Write out each of the records below word for word, line by line.

▸ Input material
^^^^^^^^^^^^^^^^

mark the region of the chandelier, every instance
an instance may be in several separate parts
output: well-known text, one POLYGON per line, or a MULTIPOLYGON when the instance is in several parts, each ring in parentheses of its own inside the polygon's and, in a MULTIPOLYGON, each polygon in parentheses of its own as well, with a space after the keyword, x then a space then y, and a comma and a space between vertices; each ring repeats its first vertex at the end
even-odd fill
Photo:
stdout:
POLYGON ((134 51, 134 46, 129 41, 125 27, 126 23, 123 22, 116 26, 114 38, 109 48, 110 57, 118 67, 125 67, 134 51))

^^^^^^^^^^^^^^^^

▸ Solution for this task
mark the region of the chandelier, every instance
an instance may be in several separate parts
output: well-known text, one POLYGON per line, or a MULTIPOLYGON when the instance is in several parts, each ring in parentheses of its own inside the polygon's and, in a MULTIPOLYGON, each polygon in parentheses of its own as well, with a space after the keyword, x then a space then y, and a comma and a space between vertices; each ring repeats its first vertex at the end
even-odd fill
Photo:
stdout:
POLYGON ((134 51, 134 46, 129 41, 125 27, 126 23, 123 22, 116 26, 114 38, 109 48, 110 57, 118 67, 125 67, 134 51))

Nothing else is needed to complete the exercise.